### EXERCISE INSTRUCTIONS
Lines before the one containing "the brown shoulder" are not wanted. Transcribe that line and all after it exactly, to the end of the entries.

+++++

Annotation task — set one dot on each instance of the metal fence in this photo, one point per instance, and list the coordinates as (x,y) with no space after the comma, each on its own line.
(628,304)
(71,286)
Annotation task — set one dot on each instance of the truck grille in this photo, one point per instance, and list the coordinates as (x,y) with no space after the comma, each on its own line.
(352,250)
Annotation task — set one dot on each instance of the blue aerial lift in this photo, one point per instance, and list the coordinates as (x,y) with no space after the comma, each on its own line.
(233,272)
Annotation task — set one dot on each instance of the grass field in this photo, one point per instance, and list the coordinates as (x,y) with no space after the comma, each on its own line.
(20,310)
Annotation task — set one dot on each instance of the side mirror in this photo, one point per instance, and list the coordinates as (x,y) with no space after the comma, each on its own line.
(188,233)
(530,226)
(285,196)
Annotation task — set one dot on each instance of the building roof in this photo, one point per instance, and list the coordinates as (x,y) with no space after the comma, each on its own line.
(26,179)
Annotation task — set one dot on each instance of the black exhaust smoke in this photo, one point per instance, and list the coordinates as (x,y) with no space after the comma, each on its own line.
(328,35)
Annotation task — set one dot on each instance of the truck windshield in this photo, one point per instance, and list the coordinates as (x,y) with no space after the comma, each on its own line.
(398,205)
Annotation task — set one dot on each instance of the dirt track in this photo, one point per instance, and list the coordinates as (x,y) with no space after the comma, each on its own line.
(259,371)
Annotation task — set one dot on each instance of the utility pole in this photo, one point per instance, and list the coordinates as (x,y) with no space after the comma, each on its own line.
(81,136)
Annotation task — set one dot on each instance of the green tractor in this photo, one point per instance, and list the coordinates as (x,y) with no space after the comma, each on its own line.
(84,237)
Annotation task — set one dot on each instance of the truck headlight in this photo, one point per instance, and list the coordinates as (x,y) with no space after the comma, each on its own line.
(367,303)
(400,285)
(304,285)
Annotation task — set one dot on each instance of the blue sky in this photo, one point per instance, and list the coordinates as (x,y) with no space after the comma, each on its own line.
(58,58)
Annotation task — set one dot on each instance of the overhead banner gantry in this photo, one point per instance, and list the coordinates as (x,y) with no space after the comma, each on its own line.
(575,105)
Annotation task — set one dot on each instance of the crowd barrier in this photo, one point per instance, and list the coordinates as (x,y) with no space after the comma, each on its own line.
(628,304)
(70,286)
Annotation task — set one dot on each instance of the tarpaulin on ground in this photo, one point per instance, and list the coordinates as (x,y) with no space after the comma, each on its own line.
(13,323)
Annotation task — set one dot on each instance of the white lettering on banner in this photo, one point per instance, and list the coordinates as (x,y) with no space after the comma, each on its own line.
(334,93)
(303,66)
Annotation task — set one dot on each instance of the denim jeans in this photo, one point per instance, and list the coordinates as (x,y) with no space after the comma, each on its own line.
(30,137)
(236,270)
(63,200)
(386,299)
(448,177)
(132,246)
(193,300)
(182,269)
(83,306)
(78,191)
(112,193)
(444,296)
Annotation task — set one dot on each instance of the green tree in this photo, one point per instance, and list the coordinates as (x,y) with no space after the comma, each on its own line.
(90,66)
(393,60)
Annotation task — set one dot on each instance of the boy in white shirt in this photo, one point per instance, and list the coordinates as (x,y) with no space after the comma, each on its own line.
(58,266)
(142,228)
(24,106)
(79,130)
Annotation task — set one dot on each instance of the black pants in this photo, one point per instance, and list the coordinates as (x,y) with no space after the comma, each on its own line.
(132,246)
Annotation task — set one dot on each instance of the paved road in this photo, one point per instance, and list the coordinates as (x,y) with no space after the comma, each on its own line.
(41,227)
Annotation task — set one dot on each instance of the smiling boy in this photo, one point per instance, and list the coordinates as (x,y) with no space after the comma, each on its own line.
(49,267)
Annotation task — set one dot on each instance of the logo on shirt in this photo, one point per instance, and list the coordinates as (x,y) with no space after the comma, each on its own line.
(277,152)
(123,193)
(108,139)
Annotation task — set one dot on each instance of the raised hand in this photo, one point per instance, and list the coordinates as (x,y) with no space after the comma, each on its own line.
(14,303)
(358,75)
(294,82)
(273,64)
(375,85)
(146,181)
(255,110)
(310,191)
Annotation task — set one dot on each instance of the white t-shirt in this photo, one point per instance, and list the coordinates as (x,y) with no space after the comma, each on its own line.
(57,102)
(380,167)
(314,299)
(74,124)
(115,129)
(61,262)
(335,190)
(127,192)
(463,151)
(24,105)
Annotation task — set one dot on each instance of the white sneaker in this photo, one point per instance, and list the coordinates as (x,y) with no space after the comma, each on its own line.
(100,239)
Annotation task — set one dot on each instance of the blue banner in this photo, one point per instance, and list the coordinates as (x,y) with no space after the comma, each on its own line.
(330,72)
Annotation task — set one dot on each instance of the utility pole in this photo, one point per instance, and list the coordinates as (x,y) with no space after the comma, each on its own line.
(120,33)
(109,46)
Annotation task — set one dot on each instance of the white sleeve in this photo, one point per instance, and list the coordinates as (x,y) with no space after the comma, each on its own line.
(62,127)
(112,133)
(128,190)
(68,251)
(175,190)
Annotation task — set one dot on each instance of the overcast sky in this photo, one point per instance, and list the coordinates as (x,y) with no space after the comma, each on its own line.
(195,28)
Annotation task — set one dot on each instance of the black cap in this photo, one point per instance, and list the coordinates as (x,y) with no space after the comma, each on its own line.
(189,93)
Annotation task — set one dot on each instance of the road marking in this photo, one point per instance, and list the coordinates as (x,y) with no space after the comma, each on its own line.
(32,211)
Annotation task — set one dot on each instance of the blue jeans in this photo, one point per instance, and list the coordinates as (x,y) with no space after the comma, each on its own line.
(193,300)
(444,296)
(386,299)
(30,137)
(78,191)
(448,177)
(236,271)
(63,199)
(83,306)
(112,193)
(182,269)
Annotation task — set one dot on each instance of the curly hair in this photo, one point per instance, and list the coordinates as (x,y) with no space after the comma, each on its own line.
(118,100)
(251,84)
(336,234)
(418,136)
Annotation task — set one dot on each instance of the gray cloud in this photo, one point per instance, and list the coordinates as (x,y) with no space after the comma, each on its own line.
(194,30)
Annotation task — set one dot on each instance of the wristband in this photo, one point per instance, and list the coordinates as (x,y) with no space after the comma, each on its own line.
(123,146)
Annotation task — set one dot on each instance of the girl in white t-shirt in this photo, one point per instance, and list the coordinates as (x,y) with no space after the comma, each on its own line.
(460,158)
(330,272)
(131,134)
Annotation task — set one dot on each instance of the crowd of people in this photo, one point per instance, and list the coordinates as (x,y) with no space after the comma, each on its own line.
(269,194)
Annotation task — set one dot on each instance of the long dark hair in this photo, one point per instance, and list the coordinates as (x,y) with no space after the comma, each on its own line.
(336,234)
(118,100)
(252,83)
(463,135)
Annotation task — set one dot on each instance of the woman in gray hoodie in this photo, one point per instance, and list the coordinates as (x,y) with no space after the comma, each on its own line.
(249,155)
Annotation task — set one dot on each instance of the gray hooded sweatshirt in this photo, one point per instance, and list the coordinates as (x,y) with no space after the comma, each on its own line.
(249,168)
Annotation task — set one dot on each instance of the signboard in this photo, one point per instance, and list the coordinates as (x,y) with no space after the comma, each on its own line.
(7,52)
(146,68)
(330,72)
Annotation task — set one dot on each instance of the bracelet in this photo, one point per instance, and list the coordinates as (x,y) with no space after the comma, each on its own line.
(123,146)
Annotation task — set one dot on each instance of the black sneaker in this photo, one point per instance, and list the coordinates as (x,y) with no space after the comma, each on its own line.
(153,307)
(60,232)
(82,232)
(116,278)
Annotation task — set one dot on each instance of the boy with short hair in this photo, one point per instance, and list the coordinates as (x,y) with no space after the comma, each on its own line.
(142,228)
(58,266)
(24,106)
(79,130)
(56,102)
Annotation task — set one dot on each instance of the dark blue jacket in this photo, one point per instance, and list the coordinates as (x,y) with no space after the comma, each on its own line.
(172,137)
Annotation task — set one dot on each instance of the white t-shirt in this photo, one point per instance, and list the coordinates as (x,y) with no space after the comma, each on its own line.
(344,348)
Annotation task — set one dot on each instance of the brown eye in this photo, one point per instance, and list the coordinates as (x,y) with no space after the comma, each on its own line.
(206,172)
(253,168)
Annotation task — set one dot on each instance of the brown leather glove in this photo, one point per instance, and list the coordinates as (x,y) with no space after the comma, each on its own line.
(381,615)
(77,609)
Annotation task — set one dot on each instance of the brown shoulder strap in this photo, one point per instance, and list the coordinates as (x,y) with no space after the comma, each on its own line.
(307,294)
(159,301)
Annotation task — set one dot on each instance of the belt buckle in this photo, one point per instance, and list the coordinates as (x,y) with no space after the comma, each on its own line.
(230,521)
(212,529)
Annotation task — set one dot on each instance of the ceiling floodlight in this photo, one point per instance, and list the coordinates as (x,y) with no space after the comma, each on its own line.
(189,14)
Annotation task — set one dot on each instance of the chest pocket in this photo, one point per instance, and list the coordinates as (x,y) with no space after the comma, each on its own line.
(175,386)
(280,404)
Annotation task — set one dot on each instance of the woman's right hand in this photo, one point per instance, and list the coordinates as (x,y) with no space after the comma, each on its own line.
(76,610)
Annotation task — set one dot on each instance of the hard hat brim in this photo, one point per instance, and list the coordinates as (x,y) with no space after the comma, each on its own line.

+++++

### COMPLETED TASK
Annotation task — set one dot on each instance of the brown shoulder strap in this photo, one point per instance, and list the coordinates as (x,y) with no space after the comma, each on its own line.
(307,294)
(159,301)
Annotation task — set one dot on each instance of the belt buckle in this photo, one point per instance, and list the coordinates as (x,y) with no space after the comma, each on its own line.
(230,521)
(212,529)
Annotation task — set one dot on each instance of the ceiling floodlight in this photo, one point per instance, and list the coordinates as (x,y) with no space after the comma, each on its own line.
(189,14)
Annotation task — set one dot on each instance of the chest pocket in this photo, one point per instance, and list the coordinates as (x,y) with no space after the comma, each on its own line.
(175,386)
(280,404)
Annotation task — set one dot on each instance of the woman's right hand in this photo, one point per instance, and list the coordinates as (x,y) with no space after the comma, each on its own line.
(76,610)
Annotation task — set one dot on each instance of the hard hat brim in this photo, one point per instance, and list the coordinates as (x,y) with no space after the comma, each on its own line.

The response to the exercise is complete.